- EXERCISE TASK 1
Locate every line in the listing that contains the word "concrete", and copy each of those lines.
begin DOCUMENT EXCERPT
Rising stars

Lawrence musician adjusts to role with 'next big thing'

Tonight, musicians Teddy Geiger and Justin Hosek will play a set during Acoustic Open Mic Night to friends and family and whoever else wanders into Lawrence’s Jazzhaus.

Thursday night, the pair will perform to a sold-out Kemper Arena in Kansas City, Mo.

“The sound that 15,000 12-year-old girls emit all together screaming is ear-shattering,” Hosek says. “It’s so loud it’s ridiculous.”

Singer-songwriter Geiger and his bassist Hosek, a Lawrence native, should know. They’ve spent the last month on the road as the opening act for teen star Hilary Duff on her “Still Most Wanted Tour.”

“Going into it, I figured (the young kids in the audience) were going to be playing with something, or their moms were going to be like, ‘Hey, sit down,'” Geiger says of the potentially thankless job of being Duff’s opener.
end DOCUMENT EXCERPT
begin PROVIDED MATERIAL
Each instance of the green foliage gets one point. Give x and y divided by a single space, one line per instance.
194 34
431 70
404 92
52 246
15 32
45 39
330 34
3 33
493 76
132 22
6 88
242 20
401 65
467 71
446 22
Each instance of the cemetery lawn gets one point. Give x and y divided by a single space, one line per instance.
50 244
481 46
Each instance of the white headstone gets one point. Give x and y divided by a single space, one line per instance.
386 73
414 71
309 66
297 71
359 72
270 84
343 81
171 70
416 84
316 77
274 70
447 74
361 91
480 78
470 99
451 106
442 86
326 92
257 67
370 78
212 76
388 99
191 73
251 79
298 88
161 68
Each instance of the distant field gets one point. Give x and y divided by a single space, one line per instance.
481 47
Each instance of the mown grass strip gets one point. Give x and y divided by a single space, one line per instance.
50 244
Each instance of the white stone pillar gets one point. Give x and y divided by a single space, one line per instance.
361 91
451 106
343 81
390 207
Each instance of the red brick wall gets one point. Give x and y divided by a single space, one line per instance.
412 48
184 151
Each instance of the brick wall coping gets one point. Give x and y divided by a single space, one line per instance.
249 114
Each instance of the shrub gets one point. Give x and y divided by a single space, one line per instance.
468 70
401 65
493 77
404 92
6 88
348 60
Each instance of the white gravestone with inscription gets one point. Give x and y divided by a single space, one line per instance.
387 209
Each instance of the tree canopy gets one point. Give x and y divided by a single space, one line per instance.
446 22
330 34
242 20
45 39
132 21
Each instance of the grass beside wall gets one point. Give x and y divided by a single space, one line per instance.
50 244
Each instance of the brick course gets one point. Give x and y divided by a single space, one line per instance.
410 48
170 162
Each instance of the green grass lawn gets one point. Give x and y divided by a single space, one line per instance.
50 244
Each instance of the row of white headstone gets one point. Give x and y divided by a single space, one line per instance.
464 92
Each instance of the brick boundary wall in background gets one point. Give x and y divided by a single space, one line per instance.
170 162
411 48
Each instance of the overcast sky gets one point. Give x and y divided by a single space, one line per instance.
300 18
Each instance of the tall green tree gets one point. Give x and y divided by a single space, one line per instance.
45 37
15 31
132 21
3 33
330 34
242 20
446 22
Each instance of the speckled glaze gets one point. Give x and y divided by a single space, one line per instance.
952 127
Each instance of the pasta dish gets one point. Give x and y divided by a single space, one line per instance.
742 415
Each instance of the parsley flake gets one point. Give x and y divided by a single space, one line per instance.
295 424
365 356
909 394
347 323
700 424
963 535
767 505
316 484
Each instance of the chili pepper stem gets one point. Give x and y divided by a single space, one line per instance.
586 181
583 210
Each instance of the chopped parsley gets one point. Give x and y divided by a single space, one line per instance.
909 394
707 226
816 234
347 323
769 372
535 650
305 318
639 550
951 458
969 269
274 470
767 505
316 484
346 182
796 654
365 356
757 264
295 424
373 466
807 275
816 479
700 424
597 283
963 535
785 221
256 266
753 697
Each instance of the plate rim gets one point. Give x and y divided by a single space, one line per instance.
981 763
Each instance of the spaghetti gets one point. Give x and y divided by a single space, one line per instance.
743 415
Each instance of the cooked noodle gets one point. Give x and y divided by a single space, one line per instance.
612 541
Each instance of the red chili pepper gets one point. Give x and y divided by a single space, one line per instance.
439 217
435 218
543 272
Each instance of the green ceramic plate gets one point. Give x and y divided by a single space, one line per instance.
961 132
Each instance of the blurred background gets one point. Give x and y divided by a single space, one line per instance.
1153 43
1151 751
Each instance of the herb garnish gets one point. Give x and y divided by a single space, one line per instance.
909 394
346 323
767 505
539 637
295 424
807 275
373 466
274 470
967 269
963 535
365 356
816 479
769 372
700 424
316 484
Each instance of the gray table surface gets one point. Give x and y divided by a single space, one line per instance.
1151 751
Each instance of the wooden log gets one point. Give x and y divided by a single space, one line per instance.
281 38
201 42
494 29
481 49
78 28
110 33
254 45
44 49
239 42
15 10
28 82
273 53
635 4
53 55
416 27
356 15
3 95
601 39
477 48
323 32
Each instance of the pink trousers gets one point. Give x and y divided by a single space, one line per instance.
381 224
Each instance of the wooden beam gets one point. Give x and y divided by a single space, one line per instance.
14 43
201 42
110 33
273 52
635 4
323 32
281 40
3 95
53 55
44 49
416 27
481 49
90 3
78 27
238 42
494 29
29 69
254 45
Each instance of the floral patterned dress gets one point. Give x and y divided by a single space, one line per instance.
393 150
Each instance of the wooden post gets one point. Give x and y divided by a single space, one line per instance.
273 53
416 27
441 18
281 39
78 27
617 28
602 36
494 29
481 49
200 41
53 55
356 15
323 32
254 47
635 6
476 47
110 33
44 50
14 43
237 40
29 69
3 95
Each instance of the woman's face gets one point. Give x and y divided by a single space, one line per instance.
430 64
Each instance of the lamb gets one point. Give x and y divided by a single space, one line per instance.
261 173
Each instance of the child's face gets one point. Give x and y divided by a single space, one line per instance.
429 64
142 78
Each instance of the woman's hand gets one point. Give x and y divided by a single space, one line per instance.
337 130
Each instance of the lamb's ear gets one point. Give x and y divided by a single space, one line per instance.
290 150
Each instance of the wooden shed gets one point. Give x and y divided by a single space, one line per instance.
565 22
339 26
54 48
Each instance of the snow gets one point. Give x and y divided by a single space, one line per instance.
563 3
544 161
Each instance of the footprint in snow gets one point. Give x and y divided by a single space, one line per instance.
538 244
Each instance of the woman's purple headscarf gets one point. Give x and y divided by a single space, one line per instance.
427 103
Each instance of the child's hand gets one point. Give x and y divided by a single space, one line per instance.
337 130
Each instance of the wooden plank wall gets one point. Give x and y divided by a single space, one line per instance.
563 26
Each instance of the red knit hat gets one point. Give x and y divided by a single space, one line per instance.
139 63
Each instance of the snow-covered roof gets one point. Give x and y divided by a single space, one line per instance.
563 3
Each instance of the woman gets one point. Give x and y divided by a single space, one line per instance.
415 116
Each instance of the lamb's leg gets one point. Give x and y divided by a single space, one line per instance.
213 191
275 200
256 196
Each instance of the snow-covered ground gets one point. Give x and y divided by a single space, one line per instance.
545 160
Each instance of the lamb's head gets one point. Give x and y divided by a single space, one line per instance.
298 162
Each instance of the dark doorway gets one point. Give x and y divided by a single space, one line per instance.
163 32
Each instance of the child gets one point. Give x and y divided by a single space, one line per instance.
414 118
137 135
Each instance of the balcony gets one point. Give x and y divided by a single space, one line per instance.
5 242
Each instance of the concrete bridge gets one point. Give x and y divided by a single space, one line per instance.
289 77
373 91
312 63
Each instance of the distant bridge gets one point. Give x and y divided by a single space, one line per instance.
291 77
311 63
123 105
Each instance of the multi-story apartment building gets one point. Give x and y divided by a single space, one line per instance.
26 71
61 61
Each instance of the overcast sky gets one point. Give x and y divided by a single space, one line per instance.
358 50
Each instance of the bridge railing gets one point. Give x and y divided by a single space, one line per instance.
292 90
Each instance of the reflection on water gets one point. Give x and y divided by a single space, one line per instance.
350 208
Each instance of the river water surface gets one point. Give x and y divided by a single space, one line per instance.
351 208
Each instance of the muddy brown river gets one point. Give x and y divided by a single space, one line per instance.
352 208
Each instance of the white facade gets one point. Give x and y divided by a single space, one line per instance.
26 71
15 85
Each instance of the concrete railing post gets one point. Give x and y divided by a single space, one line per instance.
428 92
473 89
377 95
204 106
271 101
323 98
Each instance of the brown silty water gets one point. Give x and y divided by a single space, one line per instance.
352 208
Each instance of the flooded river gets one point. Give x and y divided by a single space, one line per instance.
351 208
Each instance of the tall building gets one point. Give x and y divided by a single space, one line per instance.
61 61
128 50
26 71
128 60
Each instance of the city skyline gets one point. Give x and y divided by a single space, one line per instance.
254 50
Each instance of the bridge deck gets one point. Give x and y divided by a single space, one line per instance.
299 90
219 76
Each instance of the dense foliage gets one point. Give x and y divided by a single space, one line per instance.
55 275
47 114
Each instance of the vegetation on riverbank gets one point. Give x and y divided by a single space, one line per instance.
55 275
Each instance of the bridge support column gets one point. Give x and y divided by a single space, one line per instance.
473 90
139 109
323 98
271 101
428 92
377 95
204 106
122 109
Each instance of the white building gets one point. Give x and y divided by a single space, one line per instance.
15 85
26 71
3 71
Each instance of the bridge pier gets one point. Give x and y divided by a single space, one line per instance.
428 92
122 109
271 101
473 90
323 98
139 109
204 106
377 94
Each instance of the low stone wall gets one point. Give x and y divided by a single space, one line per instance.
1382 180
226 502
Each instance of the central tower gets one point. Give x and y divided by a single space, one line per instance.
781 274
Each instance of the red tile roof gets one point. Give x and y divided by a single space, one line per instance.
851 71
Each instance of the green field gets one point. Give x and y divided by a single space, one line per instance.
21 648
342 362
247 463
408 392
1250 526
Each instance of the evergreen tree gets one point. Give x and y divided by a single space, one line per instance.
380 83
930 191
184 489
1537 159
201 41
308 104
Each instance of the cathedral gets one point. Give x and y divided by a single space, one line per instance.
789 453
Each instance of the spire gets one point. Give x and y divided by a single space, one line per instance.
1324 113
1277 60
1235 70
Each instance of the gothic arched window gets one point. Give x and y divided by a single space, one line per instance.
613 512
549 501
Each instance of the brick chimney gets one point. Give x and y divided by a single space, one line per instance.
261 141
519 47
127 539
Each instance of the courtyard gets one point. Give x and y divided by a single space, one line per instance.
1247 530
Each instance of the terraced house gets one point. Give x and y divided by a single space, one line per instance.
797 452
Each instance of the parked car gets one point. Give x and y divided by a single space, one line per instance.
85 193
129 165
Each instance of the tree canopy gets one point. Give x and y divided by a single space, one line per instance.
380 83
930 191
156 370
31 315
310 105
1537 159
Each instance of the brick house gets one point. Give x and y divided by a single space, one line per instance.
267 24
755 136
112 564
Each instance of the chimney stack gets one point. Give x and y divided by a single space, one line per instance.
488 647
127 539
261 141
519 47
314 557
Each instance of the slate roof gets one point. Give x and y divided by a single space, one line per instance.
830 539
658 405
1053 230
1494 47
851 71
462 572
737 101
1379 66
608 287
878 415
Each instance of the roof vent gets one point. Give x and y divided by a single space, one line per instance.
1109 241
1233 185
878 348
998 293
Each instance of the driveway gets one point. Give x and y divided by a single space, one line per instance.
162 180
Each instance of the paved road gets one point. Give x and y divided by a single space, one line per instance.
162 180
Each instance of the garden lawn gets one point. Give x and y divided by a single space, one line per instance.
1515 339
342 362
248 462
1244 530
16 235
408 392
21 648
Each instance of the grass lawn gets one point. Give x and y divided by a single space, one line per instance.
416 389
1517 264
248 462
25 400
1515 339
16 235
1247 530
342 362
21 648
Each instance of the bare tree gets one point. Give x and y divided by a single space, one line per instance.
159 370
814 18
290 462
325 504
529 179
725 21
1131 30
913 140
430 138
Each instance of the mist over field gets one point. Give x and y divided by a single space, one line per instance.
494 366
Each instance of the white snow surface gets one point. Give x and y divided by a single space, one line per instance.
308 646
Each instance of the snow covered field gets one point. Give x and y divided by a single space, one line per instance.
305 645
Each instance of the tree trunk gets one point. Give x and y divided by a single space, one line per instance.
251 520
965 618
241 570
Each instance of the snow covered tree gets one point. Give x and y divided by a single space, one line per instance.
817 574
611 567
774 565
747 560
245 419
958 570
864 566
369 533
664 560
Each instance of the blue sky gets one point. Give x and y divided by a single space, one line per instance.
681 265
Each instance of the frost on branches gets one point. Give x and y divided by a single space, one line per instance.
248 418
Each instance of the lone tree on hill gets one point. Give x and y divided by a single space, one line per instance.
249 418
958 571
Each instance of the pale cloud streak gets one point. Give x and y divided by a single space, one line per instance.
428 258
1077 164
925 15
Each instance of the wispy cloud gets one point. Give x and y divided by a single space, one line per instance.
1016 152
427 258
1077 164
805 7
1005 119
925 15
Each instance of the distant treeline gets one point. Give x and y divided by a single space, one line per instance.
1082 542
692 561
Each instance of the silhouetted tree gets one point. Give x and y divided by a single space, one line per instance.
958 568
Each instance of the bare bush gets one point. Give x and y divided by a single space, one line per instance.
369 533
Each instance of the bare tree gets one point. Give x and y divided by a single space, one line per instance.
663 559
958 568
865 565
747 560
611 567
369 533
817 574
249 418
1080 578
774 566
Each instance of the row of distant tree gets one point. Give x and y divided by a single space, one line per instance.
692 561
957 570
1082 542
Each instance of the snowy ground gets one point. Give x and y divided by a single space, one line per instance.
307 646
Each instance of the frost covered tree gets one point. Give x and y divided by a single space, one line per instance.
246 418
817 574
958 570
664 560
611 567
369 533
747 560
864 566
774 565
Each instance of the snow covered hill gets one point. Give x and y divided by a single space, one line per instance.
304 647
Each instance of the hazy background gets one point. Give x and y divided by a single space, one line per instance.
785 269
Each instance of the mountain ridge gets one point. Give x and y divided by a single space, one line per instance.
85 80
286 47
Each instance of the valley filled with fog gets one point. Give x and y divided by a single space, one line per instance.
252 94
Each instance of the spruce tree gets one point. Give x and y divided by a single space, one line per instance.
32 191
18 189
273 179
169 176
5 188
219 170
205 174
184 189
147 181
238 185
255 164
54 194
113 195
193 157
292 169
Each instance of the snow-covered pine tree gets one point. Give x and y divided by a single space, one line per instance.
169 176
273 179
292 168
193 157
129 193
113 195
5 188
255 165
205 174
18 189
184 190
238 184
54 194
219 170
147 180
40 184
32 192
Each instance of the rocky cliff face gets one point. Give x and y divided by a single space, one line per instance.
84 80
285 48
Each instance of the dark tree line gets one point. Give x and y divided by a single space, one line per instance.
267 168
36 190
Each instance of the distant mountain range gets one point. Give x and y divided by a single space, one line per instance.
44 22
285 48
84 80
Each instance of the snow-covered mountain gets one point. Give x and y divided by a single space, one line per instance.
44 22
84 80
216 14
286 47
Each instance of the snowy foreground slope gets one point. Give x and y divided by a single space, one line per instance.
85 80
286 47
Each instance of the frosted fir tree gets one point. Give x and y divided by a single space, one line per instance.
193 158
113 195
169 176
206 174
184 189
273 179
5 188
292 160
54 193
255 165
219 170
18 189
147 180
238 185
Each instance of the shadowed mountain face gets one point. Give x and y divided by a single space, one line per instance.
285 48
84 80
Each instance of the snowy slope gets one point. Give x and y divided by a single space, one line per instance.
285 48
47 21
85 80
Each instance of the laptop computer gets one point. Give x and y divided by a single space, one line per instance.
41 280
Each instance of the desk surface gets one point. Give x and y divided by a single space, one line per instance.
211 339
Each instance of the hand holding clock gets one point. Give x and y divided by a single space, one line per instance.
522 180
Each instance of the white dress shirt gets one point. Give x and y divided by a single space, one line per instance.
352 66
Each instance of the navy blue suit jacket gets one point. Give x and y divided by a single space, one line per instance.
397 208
end PROVIDED MATERIAL
- EXERCISE TASK 2
Answer these questions about the article on Teddy Geiger and Justin Hosek:
(a) Where will the pair perform on Thursday night?
(b) Which star are they opening for, and what is the name of the tour?
(c) How long have they spent on the road?

- WRITTEN ANSWER 1
Each instance of the concrete bridge gets one point. Give x and y divided by a single space, one line per instance.
Each instance of the concrete railing post gets one point. Give x and y divided by a single space, one line per instance.

- WRITTEN ANSWER 2
(a) At a sold-out Kemper Arena in Kansas City, Mo.
(b) Hilary Duff, on her "Still Most Wanted Tour."
(c) The last month.